▶ [Objective] Copy the listing word for word, from its first line through the line holding "[[641, 377]]", both ends included, and leave the pictures out of your answer.

▶ [Exercise inputs]
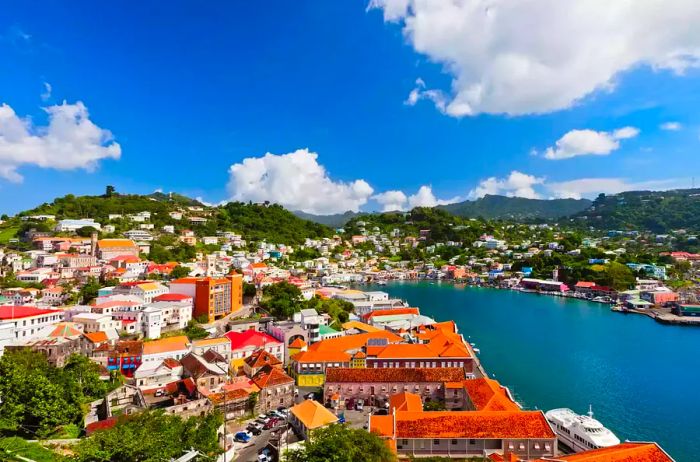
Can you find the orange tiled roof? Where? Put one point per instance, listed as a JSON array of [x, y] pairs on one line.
[[262, 358], [625, 452], [270, 376], [489, 395], [97, 337], [405, 401], [115, 243], [360, 326], [473, 425], [321, 356], [166, 345], [388, 375], [312, 414], [382, 425], [298, 343], [352, 342]]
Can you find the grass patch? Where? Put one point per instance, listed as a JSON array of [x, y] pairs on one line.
[[8, 233], [14, 446]]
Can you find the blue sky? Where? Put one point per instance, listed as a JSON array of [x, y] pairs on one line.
[[187, 90]]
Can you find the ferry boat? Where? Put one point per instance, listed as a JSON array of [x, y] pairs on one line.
[[580, 432]]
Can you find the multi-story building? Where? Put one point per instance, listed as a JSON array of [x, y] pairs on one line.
[[374, 386], [107, 249], [412, 432], [214, 298], [146, 290]]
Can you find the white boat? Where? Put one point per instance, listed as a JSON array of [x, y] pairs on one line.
[[580, 432]]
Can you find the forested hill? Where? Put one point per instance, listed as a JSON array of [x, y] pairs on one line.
[[337, 220], [110, 203], [656, 211], [267, 222], [517, 208]]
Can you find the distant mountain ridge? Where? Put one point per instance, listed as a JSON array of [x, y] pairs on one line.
[[517, 208], [655, 211]]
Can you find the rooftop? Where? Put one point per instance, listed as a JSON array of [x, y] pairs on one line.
[[625, 452], [313, 415], [389, 375], [18, 312], [473, 425]]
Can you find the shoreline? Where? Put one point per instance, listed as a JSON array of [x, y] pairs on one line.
[[653, 313]]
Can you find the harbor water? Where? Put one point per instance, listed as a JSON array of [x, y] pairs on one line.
[[641, 377]]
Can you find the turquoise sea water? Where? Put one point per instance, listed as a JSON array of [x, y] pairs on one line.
[[642, 378]]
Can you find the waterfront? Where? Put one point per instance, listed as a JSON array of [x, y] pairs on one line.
[[640, 376]]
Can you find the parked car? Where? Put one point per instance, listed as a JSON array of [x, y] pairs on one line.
[[271, 424]]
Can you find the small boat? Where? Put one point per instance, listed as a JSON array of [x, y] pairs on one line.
[[580, 432]]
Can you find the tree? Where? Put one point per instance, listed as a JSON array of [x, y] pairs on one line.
[[194, 331], [179, 272], [282, 300], [37, 398], [340, 443], [90, 290], [85, 231], [152, 436]]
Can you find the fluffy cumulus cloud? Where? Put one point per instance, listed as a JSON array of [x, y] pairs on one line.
[[539, 56], [588, 142], [398, 200], [297, 181], [391, 200], [69, 141], [590, 187], [671, 126], [516, 184]]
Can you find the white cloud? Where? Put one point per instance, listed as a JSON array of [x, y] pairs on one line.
[[424, 197], [590, 187], [47, 92], [391, 200], [671, 126], [539, 56], [588, 142], [69, 141], [517, 184], [297, 181]]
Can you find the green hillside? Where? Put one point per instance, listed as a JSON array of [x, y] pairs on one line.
[[655, 211], [517, 208]]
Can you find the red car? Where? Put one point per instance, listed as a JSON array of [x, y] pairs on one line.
[[271, 424]]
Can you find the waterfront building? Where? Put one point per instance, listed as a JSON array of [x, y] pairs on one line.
[[375, 386], [463, 434], [310, 415]]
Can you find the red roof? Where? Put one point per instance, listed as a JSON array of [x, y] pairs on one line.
[[18, 312], [390, 312], [250, 338], [172, 298]]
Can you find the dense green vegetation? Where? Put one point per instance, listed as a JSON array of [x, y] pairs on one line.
[[38, 399], [152, 436], [283, 299], [655, 211], [13, 448], [517, 208], [340, 443], [272, 223]]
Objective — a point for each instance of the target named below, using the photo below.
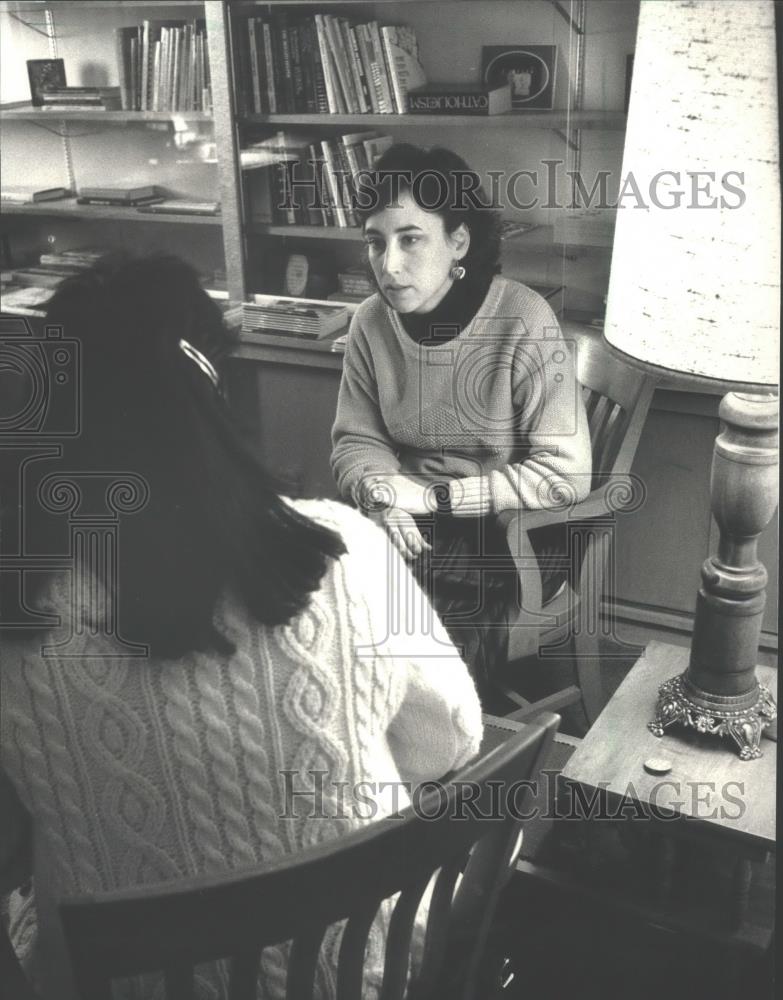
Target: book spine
(332, 180)
(360, 32)
(254, 72)
(353, 80)
(398, 97)
(380, 75)
(326, 70)
(155, 63)
(316, 164)
(310, 99)
(346, 175)
(269, 63)
(145, 68)
(285, 204)
(288, 71)
(297, 76)
(334, 37)
(122, 48)
(358, 72)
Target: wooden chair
(617, 399)
(171, 928)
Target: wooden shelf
(67, 208)
(31, 7)
(613, 121)
(22, 111)
(542, 237)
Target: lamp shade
(695, 276)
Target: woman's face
(411, 254)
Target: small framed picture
(529, 69)
(44, 74)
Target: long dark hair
(213, 520)
(438, 180)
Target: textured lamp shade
(695, 283)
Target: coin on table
(657, 765)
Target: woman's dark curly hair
(440, 181)
(213, 520)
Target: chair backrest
(617, 398)
(173, 927)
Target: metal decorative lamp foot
(694, 296)
(719, 693)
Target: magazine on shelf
(293, 316)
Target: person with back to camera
(266, 626)
(458, 397)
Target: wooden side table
(709, 798)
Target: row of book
(143, 198)
(310, 181)
(80, 99)
(293, 318)
(164, 66)
(29, 288)
(323, 64)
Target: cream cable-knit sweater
(496, 410)
(139, 771)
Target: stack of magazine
(294, 318)
(324, 64)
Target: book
(80, 258)
(401, 51)
(182, 207)
(380, 75)
(331, 84)
(126, 194)
(30, 297)
(29, 196)
(120, 202)
(305, 319)
(44, 74)
(126, 45)
(45, 276)
(459, 99)
(339, 60)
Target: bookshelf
(585, 129)
(77, 147)
(196, 154)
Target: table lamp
(694, 295)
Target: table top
(708, 784)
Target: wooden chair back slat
(244, 974)
(203, 919)
(350, 964)
(436, 937)
(398, 941)
(302, 964)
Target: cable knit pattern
(497, 404)
(139, 771)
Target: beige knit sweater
(137, 771)
(497, 408)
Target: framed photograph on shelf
(44, 74)
(529, 69)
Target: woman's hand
(403, 532)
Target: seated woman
(457, 386)
(244, 635)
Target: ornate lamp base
(742, 717)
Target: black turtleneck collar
(454, 312)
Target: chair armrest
(618, 494)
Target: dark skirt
(472, 582)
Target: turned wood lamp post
(694, 294)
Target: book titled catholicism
(459, 99)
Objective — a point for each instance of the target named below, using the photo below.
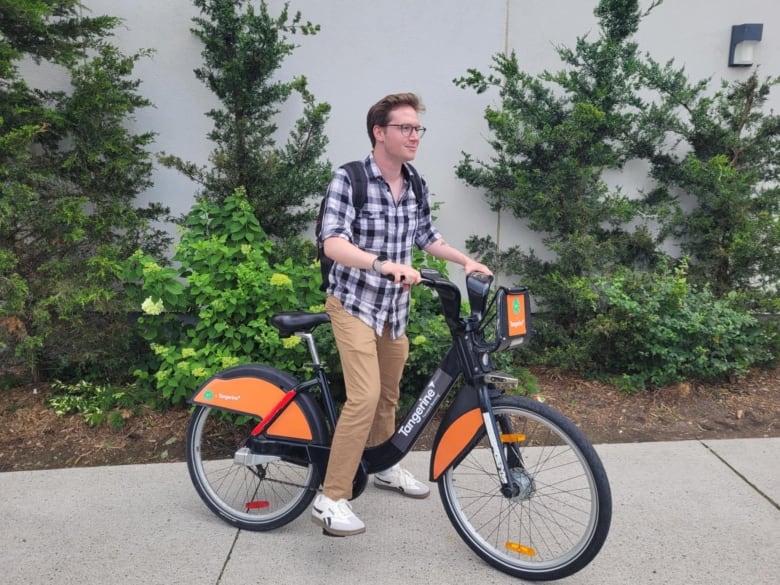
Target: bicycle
(520, 483)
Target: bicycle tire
(258, 494)
(561, 518)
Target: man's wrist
(378, 261)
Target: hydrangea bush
(212, 311)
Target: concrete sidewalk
(685, 513)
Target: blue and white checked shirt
(381, 228)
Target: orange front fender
(453, 440)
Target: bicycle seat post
(312, 347)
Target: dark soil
(35, 437)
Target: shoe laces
(400, 476)
(342, 509)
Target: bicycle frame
(283, 432)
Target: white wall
(368, 49)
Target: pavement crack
(758, 490)
(227, 558)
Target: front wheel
(559, 519)
(247, 490)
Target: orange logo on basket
(515, 315)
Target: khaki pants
(372, 366)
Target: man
(369, 312)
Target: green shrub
(98, 403)
(212, 312)
(652, 330)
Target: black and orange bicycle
(520, 482)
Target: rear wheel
(247, 490)
(560, 518)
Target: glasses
(406, 129)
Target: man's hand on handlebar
(401, 274)
(474, 266)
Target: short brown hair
(379, 113)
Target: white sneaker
(336, 517)
(399, 480)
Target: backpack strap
(359, 181)
(357, 177)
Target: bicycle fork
(516, 483)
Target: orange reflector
(519, 548)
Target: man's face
(391, 137)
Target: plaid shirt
(380, 228)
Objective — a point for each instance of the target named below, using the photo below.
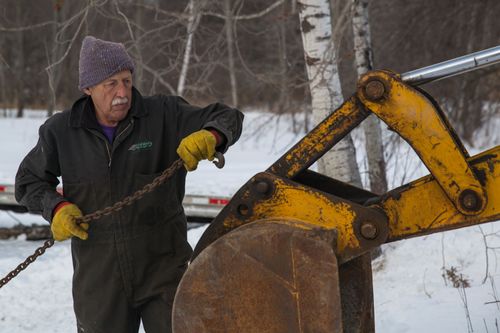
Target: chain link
(98, 214)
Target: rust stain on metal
(282, 278)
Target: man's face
(112, 98)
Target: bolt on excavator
(291, 250)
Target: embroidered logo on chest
(145, 145)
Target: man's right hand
(64, 225)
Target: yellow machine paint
(262, 251)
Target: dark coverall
(129, 267)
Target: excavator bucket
(266, 276)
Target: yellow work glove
(196, 147)
(64, 225)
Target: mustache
(118, 101)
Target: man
(112, 142)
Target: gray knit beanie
(100, 59)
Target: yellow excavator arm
(290, 252)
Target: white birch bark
(230, 50)
(194, 19)
(371, 126)
(324, 84)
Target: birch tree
(324, 85)
(193, 21)
(371, 126)
(340, 162)
(229, 26)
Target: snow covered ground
(411, 294)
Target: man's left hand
(195, 147)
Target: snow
(409, 290)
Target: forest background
(244, 53)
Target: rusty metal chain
(165, 175)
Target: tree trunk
(194, 19)
(371, 126)
(20, 68)
(324, 83)
(319, 50)
(230, 50)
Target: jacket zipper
(116, 138)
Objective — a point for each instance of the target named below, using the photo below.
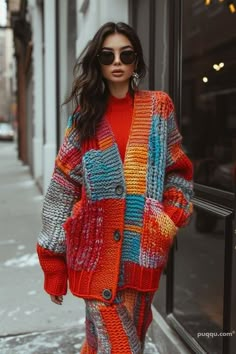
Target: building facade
(189, 49)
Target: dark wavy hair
(89, 90)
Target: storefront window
(199, 284)
(208, 121)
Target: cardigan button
(107, 294)
(117, 235)
(119, 190)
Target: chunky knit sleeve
(178, 188)
(63, 191)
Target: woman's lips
(117, 72)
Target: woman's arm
(178, 188)
(63, 191)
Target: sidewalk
(30, 322)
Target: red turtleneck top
(119, 115)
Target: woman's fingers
(57, 299)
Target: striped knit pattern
(96, 197)
(120, 327)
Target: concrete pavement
(29, 321)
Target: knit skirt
(120, 327)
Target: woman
(120, 190)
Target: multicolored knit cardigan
(108, 225)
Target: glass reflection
(209, 92)
(199, 281)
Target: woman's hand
(57, 299)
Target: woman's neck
(118, 90)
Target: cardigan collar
(137, 145)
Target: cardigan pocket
(158, 233)
(84, 236)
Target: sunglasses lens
(106, 57)
(127, 56)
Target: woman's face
(117, 72)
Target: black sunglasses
(107, 57)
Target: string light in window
(219, 66)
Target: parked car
(6, 131)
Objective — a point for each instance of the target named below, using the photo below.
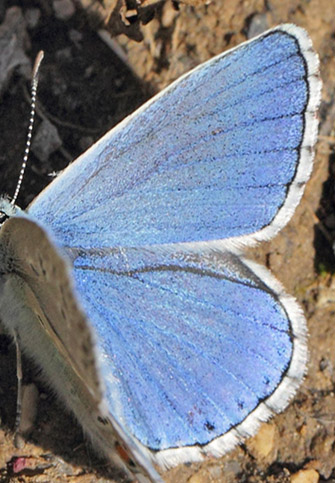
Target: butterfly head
(7, 209)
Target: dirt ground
(85, 89)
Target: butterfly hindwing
(185, 351)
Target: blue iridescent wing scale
(218, 160)
(180, 371)
(224, 152)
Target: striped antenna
(34, 83)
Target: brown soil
(84, 90)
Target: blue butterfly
(192, 345)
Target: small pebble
(305, 476)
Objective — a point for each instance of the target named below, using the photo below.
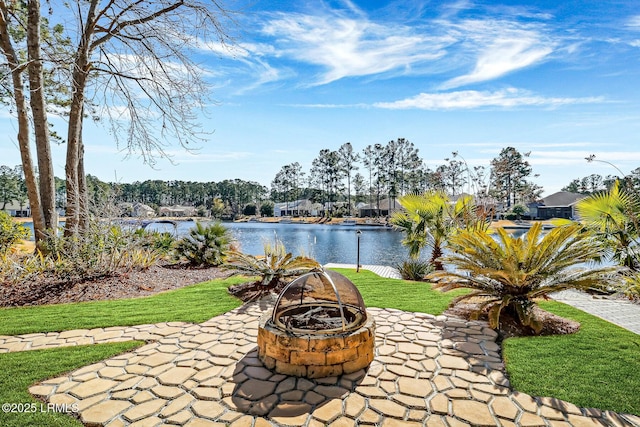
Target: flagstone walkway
(428, 370)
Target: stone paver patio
(428, 371)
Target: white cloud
(499, 47)
(345, 46)
(633, 22)
(501, 57)
(468, 99)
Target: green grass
(196, 303)
(596, 368)
(21, 370)
(402, 295)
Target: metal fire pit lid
(319, 289)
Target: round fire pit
(319, 327)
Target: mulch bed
(120, 286)
(552, 324)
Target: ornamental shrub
(10, 232)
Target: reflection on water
(324, 243)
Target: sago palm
(507, 274)
(614, 216)
(429, 219)
(276, 265)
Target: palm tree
(276, 265)
(507, 273)
(429, 219)
(614, 215)
(205, 245)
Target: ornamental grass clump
(507, 274)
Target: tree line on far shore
(390, 171)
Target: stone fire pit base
(317, 355)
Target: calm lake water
(324, 243)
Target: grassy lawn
(196, 304)
(395, 293)
(596, 368)
(21, 370)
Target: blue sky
(557, 79)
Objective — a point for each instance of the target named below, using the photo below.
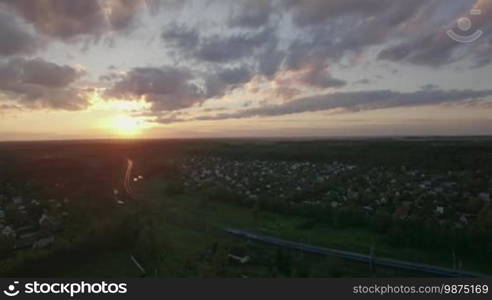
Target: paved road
(127, 180)
(385, 262)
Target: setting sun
(126, 125)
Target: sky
(83, 69)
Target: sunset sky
(73, 69)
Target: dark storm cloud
(37, 83)
(66, 19)
(14, 38)
(351, 101)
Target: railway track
(353, 256)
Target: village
(26, 222)
(449, 199)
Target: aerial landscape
(245, 139)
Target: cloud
(251, 14)
(15, 38)
(36, 83)
(171, 88)
(66, 19)
(231, 48)
(349, 101)
(435, 48)
(166, 88)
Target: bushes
(381, 222)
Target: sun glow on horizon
(126, 125)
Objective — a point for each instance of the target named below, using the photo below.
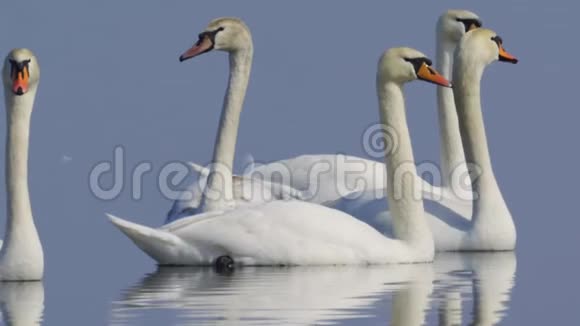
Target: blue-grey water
(110, 77)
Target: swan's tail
(160, 245)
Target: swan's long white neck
(451, 149)
(218, 193)
(467, 76)
(21, 256)
(405, 204)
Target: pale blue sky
(111, 76)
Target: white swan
(21, 257)
(491, 226)
(22, 303)
(326, 178)
(309, 295)
(296, 232)
(246, 191)
(321, 175)
(217, 188)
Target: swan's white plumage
(247, 190)
(491, 227)
(275, 233)
(21, 256)
(296, 232)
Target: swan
(221, 189)
(246, 191)
(491, 225)
(22, 303)
(320, 174)
(21, 256)
(296, 232)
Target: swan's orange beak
(431, 75)
(505, 56)
(203, 45)
(20, 76)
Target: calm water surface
(457, 289)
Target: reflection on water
(22, 303)
(459, 288)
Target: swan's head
(453, 24)
(21, 71)
(224, 34)
(485, 46)
(402, 65)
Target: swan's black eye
(19, 67)
(469, 23)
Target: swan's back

▶ [Task response]
Can you find the orange tiled roof? Where? Put one point per instance, listed as a JSON array of [x, y] pairs on one line.
[[262, 358], [625, 452], [270, 376], [489, 395], [97, 337], [405, 401], [115, 243], [360, 326], [473, 425], [321, 356], [166, 345], [388, 375], [312, 414], [382, 425], [298, 343], [352, 342]]
Can you find the grass patch? Where? Put one point per instance, listed as a JSON array of [x, y] pairs on one line.
[[8, 233], [14, 446]]
Can you find the blue sky? Where? Put one point per instance, listed as a JSON array of [x, y] pairs on one line.
[[187, 90]]
Can you find the ferry boat? Where? Put one point per instance, listed as a JSON array of [x, y] pairs on one line.
[[580, 432]]
Can you find the multi-story building? Where? Put one point per instance, listed as a JSON array of [x, y] pairs on one line.
[[374, 386], [107, 249], [412, 432], [214, 298], [146, 290]]
Can you find the white boat? Where? Put one point per instance, listed as a JSON array of [x, y] pairs on one line.
[[580, 432]]
Can you find the forested hill? Where? Put one point per instance, listed as a JSON array of [x, y] pairs on one line.
[[337, 220], [110, 203], [656, 211], [267, 222], [517, 208]]
Can you find the distant mountain ridge? Where? Put one point per instance, listed as a JSON array of [x, y] pairs on one line.
[[517, 208], [655, 211]]
Can you find the rooftop? Where? Put one point per instance, listed as a JSON array of [x, y] pairs on one line.
[[625, 452], [313, 415], [389, 375], [18, 312], [473, 425]]
Can you find the shoreline? Where? Put one point per instance, listed as a JSON array of [x, y] pairs on one line.
[[653, 313]]
Can you find the harbor water? Where? Put one point per instance, listed as a JSON array of [x, y] pairs on one line.
[[641, 377]]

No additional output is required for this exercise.